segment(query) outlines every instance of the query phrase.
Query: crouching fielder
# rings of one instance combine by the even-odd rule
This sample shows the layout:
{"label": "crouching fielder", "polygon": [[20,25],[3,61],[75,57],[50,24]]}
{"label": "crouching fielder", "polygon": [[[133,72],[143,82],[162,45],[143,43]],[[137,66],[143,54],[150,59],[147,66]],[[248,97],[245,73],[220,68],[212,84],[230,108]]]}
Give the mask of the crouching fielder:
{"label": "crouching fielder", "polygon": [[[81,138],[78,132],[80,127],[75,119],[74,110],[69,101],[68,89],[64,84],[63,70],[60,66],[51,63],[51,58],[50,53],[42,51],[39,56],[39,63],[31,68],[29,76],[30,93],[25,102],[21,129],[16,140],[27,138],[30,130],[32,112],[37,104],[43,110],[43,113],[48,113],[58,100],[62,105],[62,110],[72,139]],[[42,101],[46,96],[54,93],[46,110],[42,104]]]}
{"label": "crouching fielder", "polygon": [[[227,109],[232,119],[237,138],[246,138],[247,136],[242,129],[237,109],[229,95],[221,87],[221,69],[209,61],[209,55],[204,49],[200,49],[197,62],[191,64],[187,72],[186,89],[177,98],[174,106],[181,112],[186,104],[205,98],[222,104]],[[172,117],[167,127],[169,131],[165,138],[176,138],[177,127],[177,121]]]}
======
* Task statement: Locate each line of the listing that contains the word "instance", and copy every such line.

* Response:
segment(query) outlines every instance of the query phrase.
# rings of one instance combine by the even-odd rule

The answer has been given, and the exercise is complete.